* EXERCISE:
Pull out every line of the records that contains the word "riding" and copy each one unchanged. Case counts.

***** MATERIAL FOR THIS TASK *****

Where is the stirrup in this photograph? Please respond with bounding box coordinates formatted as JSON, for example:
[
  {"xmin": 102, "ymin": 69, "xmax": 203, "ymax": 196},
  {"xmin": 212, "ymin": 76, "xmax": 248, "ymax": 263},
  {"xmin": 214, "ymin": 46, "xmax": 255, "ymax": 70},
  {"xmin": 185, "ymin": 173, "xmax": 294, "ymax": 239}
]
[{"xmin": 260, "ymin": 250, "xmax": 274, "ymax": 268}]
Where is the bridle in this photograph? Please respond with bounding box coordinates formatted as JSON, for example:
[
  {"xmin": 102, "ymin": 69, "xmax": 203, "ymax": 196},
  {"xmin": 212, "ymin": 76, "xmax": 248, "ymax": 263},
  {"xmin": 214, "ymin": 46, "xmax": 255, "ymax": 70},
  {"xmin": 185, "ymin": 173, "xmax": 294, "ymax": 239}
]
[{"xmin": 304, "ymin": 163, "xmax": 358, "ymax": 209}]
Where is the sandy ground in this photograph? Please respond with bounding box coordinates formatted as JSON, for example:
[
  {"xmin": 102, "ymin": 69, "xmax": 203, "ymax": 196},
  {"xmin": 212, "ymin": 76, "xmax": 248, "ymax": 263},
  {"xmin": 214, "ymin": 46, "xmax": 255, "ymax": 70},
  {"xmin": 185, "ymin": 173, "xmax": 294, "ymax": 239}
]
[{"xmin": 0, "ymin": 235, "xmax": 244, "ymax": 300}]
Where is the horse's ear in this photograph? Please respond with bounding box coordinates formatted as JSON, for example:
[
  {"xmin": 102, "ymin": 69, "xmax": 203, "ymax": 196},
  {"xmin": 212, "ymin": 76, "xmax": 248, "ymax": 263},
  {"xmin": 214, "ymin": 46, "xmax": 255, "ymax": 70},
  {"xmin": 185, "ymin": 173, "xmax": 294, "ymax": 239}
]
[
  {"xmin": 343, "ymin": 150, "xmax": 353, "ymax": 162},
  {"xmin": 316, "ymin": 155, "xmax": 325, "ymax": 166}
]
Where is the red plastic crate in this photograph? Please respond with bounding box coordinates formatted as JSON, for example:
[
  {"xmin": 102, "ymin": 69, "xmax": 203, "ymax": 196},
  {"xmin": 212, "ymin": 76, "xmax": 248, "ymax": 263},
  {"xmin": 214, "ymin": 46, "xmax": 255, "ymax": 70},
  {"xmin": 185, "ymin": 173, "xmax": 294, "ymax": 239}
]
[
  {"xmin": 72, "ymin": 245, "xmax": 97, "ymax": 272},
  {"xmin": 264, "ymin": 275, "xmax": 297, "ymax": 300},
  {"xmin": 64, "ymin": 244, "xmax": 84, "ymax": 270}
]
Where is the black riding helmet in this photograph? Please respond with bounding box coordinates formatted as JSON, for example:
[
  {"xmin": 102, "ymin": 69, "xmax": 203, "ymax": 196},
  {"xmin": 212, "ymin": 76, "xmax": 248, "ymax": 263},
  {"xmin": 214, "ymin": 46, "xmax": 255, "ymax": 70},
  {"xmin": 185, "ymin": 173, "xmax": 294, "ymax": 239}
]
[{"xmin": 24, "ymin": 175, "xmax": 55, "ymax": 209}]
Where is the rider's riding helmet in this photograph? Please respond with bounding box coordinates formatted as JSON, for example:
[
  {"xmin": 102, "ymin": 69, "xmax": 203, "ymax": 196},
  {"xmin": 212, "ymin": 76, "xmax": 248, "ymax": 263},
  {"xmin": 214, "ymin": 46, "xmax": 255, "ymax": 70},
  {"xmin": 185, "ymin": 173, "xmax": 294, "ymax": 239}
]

*****

* FINAL RESULT:
Where is the black riding helmet in this photograph? Please respond with bounding box coordinates formatted as JSON, for example:
Where is the rider's riding helmet in this photograph? Please respond with bounding box coordinates formatted as JSON, for example:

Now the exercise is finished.